═════ SOURCE DOCUMENT ═════
UN staff members who visited Adi Harush and Mai Aini at the end of January reported deteriorating conditions of both camps and Eritrean refugees starving and barely getting enough to eat, lack of medicine and access to clean water. Refugee who spoke to Setit media point out it is much worse.

On top of shortage of food, water and medical supplies, Eritrean refugees in Tigray are constantly at fear for their lives. Armed forces target refugees for pity theft. “There is no security. In broad daylight armed young men had robbed refugees, they will empty whatever they find in our pockets, take our mobile phone, jewelry and anything they think valuable.” Says Tecklit.  At nights, the men will be on watch to protect the camp, but often met with armed predators. Unarmed, hungry and some even ill Eritrean refugees will take shifts at night to protect the most vulnerable, women and children and chase the robbers despite gun shots being fired at them. “We lost three men during those firing at night.” said Tecklit.
═════ DATA SECTION ═════
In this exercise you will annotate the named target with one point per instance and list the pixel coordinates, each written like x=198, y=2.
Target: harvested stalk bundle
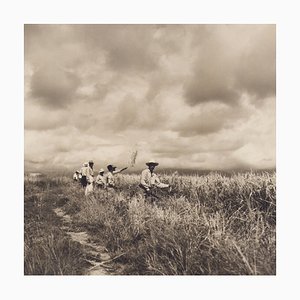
═════
▸ REQUIRED ACTION 1
Transcribe the passage on Eritrean refugees in Tigray, copying everything from "UN staff members" down to "is much worse.".
▸ REQUIRED ACTION 2
Finish out the next part of the passage on Eritrean refugees in Tigray, picking up after its last sentence rather than from the listing.

▸ TASK ANSWER 1
UN staff members who visited Adi Harush and Mai Aini at the end of January reported deteriorating conditions of both camps and Eritrean refugees starving and barely getting enough to eat, lack of medicine and access to clean water. Refugee who spoke to Setit media point out it is much worse.

▸ TASK ANSWER 2
Every day Eritrean refugees in Tigray grapple with hunger, illness, and terror and there is no sign of end to the debacle.  And for many refugees who were able to escape the dire situation at the refugee camps in Tigray they feel they were abandoned by the international communities.

At times it is hard to distinguish between the aid staff and individuals from the regional government who visit the camps says Tecklit.  Aid staff in UN vehicles will pay refuges a visit , conduct interview, promising solution and report the situation to the international communities. Seldom do we hear back from the UN staff and living condition of refugees deteriorates further, and much worse, Tecklit recalls staff from Tigray administration will visit the camp and ask them to hold demonstrations along Tigrians but not independently. “We keep informing them that we are refugees, and we don’t want to get involved in politics. We did told we would rather  organize our own demonstration for refugees only. And I left the camp while this confrontation was going on.” he added.

Finding themselves at a crossfire, beyond the fear of violence, Eritrean refugees in Tigray have to deal with trauma involving rape of Eritrean women refugees said Tecklit . “Armed men would take our sisters from the camp and drop them late hours at night. Some of the women will scream helplessly gripped with fear. Sometimes women are left unconscious in dark alley.”

Constant fear, with no food, clean water and no more cloths left to sell for food, Tecklit and three others,  made it to Dabat camp in Amhara region.  It took them 4-5 days, walking at nights to avoid being caught by TDF.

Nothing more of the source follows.